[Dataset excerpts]
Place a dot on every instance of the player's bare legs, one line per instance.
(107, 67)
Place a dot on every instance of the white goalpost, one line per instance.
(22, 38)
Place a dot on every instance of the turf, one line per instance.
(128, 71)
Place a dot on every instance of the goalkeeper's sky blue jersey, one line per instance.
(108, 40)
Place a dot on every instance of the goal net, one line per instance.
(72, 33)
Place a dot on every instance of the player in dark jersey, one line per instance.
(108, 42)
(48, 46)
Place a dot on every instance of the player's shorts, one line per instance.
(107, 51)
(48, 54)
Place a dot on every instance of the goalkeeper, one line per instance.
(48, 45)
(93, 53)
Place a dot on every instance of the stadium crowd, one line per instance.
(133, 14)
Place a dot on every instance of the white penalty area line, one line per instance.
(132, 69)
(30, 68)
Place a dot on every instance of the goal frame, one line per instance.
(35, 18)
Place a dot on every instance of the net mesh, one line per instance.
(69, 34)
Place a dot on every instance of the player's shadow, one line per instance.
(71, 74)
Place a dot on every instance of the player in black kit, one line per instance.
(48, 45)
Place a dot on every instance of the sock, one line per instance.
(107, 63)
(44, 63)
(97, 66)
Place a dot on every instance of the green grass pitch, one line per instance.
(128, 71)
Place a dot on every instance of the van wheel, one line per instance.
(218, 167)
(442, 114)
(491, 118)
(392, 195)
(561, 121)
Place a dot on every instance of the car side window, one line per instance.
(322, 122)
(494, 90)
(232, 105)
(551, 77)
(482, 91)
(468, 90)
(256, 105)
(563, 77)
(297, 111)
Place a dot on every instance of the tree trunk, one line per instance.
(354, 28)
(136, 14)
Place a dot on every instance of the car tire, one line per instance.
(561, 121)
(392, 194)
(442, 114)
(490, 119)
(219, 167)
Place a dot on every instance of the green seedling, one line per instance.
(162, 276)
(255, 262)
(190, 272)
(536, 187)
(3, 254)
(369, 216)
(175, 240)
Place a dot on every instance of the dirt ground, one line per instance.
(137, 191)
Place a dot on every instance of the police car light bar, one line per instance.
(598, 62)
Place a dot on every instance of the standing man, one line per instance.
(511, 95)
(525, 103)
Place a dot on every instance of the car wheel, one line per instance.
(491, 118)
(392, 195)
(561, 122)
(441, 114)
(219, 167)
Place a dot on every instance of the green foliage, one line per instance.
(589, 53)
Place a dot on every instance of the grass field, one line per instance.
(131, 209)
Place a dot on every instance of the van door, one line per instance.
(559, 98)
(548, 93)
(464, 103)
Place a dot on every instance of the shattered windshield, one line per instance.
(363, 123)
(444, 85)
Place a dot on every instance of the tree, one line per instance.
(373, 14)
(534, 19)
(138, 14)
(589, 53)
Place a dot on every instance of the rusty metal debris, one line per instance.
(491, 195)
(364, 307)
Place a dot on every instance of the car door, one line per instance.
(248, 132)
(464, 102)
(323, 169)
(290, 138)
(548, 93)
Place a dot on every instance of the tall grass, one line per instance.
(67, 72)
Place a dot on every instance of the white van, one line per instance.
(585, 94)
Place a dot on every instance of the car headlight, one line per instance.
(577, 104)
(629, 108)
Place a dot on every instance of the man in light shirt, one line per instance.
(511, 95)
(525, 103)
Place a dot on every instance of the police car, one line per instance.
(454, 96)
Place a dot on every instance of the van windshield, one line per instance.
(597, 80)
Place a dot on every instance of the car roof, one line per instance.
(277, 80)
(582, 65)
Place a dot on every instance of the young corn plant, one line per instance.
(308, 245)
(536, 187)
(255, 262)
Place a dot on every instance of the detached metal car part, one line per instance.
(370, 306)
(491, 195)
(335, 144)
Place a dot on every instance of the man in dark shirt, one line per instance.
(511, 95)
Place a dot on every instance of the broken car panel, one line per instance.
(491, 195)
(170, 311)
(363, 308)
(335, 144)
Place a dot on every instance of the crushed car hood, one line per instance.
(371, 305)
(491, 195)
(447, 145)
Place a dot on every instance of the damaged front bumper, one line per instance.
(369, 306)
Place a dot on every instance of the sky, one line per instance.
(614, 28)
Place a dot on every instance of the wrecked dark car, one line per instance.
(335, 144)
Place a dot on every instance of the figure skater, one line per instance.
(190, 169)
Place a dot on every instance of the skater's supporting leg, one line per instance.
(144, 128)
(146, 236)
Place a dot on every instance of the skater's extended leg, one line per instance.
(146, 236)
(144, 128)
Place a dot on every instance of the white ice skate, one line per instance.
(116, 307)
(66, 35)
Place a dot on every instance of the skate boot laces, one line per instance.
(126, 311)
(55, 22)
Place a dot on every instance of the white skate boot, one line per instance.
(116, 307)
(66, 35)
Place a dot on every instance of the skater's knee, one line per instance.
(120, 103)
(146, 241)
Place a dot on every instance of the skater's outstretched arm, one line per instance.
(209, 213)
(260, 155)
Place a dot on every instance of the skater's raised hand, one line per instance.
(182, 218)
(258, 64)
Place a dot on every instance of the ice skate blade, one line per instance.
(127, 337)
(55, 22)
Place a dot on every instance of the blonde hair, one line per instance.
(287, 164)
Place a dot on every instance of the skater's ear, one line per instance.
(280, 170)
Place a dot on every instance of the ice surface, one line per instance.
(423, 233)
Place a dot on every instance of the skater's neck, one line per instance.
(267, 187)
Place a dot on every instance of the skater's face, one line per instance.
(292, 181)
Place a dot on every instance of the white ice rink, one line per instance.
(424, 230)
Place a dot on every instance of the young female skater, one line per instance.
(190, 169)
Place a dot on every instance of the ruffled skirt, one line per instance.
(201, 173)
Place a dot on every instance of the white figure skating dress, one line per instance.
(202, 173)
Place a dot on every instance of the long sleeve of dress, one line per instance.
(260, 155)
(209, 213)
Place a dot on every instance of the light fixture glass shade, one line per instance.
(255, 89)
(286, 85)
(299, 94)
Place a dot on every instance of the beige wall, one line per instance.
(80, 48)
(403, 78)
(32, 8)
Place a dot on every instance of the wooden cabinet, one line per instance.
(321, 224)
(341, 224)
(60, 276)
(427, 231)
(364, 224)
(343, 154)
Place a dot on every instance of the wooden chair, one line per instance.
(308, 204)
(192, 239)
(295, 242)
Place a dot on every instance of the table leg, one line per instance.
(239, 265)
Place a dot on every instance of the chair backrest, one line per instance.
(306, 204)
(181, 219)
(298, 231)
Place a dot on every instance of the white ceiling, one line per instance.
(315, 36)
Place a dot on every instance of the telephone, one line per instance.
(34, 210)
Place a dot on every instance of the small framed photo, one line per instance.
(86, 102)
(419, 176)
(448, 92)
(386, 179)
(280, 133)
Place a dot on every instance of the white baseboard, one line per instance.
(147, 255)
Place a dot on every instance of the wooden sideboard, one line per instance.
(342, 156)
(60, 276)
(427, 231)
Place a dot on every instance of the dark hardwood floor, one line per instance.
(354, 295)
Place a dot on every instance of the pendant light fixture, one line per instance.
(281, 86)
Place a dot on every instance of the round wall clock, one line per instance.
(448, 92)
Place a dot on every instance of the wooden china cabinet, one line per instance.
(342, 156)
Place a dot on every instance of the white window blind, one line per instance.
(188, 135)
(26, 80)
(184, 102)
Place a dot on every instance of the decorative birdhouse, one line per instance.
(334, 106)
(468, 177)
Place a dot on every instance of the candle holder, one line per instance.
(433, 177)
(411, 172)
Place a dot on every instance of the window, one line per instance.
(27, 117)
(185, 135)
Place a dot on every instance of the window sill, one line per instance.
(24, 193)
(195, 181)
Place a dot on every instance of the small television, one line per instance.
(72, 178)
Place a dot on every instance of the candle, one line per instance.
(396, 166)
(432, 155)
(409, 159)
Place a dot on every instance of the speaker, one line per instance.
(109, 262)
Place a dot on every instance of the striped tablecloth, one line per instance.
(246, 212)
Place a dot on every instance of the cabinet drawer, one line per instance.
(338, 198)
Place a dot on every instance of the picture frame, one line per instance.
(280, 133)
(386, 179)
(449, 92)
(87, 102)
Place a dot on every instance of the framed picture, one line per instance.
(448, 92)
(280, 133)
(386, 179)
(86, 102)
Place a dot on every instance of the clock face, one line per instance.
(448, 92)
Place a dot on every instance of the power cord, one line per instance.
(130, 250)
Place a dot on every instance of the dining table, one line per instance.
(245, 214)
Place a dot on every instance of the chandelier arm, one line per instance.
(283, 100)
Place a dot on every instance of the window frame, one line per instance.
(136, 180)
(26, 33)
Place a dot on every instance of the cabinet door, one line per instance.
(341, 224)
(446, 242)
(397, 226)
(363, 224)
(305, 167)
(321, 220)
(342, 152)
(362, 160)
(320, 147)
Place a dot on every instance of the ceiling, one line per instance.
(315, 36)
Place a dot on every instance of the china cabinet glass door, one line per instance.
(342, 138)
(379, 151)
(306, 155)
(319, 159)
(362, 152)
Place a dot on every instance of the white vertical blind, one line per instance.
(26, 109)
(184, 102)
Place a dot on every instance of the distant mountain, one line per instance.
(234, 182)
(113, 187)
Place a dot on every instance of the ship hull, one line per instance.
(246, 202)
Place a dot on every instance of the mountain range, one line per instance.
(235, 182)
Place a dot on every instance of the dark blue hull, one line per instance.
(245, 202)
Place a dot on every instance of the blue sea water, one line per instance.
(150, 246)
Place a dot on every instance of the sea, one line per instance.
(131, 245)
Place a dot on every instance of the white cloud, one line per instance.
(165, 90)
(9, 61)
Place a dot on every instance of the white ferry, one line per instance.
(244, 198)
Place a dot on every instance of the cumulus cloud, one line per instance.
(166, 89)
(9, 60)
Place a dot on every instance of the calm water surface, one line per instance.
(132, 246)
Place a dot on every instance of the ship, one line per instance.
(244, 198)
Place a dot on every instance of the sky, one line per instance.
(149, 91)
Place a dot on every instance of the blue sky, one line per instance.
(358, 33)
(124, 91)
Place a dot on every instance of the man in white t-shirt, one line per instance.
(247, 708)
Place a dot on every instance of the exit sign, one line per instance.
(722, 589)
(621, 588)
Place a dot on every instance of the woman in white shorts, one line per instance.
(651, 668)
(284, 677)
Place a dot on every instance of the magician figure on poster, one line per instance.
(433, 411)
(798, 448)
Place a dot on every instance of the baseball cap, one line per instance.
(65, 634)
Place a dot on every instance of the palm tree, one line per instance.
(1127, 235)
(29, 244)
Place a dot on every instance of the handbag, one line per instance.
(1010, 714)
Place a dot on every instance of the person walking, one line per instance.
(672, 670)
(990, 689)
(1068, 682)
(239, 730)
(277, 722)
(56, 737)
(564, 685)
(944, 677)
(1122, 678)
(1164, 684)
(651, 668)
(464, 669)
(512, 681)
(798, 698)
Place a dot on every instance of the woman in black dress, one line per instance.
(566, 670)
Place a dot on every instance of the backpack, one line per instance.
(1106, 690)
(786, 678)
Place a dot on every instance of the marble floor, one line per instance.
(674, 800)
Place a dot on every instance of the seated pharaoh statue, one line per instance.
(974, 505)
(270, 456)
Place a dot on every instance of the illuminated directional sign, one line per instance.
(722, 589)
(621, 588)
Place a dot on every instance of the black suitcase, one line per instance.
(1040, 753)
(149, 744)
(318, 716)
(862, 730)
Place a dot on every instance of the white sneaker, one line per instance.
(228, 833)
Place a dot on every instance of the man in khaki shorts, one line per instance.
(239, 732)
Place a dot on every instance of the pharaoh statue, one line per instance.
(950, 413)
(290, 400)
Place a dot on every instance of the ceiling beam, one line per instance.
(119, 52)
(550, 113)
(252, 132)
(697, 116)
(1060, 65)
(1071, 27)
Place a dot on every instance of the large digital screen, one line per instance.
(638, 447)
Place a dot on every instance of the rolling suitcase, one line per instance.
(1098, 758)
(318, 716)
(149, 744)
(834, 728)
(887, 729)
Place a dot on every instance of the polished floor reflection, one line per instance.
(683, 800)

[TASK OBJECTIVE] Only output the lines from the one with "Place a dot on every instance of the magician" through the end of the entries above, exactly as they are.

[ANSWER BOX]
Place a dot on every instance of the magician figure on poster, one line per instance.
(433, 411)
(798, 448)
Place a dot on every instance of the baseball cap, one line per instance.
(65, 634)
Place a dot on every instance of the palm tree, one line per instance.
(1127, 235)
(29, 244)
Place a dot on every instance of the handbag, one line per instance.
(1010, 714)
Place a dot on every instance of the person walking, one line per instance.
(672, 670)
(990, 689)
(1068, 682)
(239, 730)
(277, 722)
(56, 737)
(564, 685)
(944, 677)
(1122, 678)
(1164, 684)
(651, 668)
(464, 669)
(512, 681)
(798, 698)
Place a dot on every instance of the woman in black dress, one line per instance.
(566, 670)
Place a dot on every instance of the backpack, one line per instance.
(1106, 690)
(786, 678)
Place a dot on every instance of the marble floor, one line per instance.
(674, 800)
Place a dot on every instance of the seated pharaoh statue, one line per instance.
(974, 505)
(270, 456)
Place a dot on every instance of the illuminated directional sign, one line per instance.
(722, 589)
(621, 588)
Place a dot on every instance of the black suitcase, one line per instance.
(1040, 753)
(149, 744)
(318, 716)
(862, 730)
Place a dot on every instance of the white sneaker, one line per instance.
(228, 833)
Place a dot on every instance of the man in khaki shorts, one line per instance.
(239, 732)
Place a dot on every instance of the pharaoh statue, one line per instance.
(950, 413)
(290, 400)
Place a dot on every instance of the ceiling beam, one line per instance.
(119, 52)
(550, 113)
(252, 132)
(697, 116)
(1060, 65)
(1071, 27)
Place a dot on every instance of the large digital screen, one line per instance.
(638, 447)
Place a dot on every instance of the rolling suitcase, one line per instance.
(1098, 758)
(318, 716)
(149, 744)
(834, 728)
(887, 729)
Place a dot on every instance of the polished floor reflection, one line per instance.
(683, 800)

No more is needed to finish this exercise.